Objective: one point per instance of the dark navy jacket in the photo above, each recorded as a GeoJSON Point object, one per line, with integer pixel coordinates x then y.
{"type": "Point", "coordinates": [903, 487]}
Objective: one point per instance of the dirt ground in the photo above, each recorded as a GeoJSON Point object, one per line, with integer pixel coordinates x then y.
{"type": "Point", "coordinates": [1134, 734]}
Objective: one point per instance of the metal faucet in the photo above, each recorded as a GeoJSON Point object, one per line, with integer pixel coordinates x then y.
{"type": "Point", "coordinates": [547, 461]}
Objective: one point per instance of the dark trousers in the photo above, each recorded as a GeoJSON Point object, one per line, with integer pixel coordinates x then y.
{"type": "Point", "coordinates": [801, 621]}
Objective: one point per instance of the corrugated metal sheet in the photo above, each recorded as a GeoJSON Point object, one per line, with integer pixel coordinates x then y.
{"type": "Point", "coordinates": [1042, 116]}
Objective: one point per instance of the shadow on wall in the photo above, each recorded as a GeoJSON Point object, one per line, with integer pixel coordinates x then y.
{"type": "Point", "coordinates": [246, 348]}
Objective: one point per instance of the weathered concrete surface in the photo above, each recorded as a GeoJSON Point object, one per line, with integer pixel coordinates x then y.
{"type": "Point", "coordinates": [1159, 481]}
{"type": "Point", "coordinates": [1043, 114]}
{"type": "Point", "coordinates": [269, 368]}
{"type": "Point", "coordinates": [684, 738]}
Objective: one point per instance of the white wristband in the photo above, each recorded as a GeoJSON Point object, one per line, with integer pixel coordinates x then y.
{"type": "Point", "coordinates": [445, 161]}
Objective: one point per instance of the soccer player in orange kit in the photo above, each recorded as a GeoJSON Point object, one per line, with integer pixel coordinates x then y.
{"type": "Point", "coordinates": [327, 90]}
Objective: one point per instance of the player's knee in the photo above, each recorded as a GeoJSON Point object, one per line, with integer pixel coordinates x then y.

* Objective: Reproduce all the items with "Objective" swapped for "Goal", leaving everything else unchanged.

* Exercise solution:
Goal: one point per instance of the dark navy jacket in the photo above, each recorded as a GeoJSON Point object, one per line, with integer pixel coordinates x then y.
{"type": "Point", "coordinates": [903, 487]}
Goal: one point per instance of the dirt ground in the photo above, each recorded as a GeoJSON Point object, one per line, with integer pixel coordinates x then y.
{"type": "Point", "coordinates": [1134, 734]}
Goal: one point per instance of the metal faucet in the photo above, each recorded as a GeoJSON Point object, one per line, with integer pixel coordinates x then y.
{"type": "Point", "coordinates": [547, 461]}
Goal: one point per instance of the dark trousers in the photo above, each recorded as a GeoJSON Point object, one per line, with integer pixel coordinates x then y.
{"type": "Point", "coordinates": [801, 621]}
Goal: one point per instance of the corrugated metal sheet in the photo above, each recorded as a GeoJSON Point object, one per line, with integer pixel coordinates x then y.
{"type": "Point", "coordinates": [1042, 116]}
Goal: one point per instance of the shadow on wall in the photo above, each recorded as a GeoJSON Point object, one per line, with integer pixel coordinates x then y.
{"type": "Point", "coordinates": [246, 348]}
Goal: one point per instance of the weathered concrete surface in the photo above, each recorded as a GeoJSON Point object, one per line, with integer pixel coordinates x then y.
{"type": "Point", "coordinates": [1159, 481]}
{"type": "Point", "coordinates": [1043, 114]}
{"type": "Point", "coordinates": [269, 368]}
{"type": "Point", "coordinates": [684, 738]}
Goal: one point per instance of the white wristband in the photo above, each recorded as a GeoJSON Point object, one per line, with integer pixel coordinates x then y.
{"type": "Point", "coordinates": [445, 161]}
Goal: one point per instance of the soccer player in orange kit in the photo above, each recorded as a GeoJSON Point object, one per line, with integer pixel coordinates x then y.
{"type": "Point", "coordinates": [327, 90]}
Goal: one point per instance of the player's knee in the photo above, each recorded as a GeoJSON Point object, one per line, with integer pixel coordinates x then y.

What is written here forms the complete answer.